▶ _LISTED RECORDS_

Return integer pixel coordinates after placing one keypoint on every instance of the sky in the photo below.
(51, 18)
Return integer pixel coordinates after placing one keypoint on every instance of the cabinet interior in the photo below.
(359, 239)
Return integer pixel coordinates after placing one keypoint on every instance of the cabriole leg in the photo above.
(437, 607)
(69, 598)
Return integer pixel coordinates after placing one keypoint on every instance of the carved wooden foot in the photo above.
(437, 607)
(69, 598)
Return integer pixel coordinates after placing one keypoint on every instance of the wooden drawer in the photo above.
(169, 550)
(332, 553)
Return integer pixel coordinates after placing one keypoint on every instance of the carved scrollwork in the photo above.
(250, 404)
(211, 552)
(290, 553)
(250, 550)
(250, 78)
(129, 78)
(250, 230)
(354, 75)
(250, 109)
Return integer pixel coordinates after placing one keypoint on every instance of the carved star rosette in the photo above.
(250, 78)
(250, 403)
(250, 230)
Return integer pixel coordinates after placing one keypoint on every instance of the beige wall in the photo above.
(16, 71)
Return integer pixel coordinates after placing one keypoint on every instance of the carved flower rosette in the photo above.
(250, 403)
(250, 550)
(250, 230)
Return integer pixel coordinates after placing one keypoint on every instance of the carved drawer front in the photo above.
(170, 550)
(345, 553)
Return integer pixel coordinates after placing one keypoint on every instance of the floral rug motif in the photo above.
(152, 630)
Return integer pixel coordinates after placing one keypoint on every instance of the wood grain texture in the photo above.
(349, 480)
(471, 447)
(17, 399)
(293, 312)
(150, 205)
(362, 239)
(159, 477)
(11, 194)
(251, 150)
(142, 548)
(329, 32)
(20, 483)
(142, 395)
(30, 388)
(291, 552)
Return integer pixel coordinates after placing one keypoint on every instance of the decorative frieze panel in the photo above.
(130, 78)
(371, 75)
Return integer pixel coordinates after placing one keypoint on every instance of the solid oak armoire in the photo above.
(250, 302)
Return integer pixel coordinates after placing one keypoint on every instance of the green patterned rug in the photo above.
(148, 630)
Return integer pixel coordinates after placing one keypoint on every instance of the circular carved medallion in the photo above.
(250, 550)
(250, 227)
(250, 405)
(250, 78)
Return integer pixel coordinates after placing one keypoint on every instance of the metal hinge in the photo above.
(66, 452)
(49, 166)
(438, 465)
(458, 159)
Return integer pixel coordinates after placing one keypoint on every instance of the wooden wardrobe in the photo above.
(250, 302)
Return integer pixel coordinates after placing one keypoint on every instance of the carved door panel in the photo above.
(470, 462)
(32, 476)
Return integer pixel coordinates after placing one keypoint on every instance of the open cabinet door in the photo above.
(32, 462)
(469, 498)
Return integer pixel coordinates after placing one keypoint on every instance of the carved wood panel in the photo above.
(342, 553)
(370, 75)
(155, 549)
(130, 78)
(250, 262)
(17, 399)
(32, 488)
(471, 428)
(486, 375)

▶ _TASK STATEMENT_
Copy the material word for word, starting with the line that contains "door panel in the photo above." and going on through the last line of the material.

▶ _OUTPUT_
Return integer pixel coordinates after placing one keypoint on every instance of the carved door panel in the photo above.
(470, 462)
(32, 476)
Return integer pixel coordinates after placing one keypoint on every instance of the open cabinet door in the photo above.
(32, 462)
(469, 498)
Return integer pixel coordinates after placing one keypoint on every instance of the carved wood panel in the photo above.
(342, 553)
(370, 75)
(155, 549)
(130, 78)
(250, 262)
(17, 399)
(32, 488)
(471, 428)
(486, 375)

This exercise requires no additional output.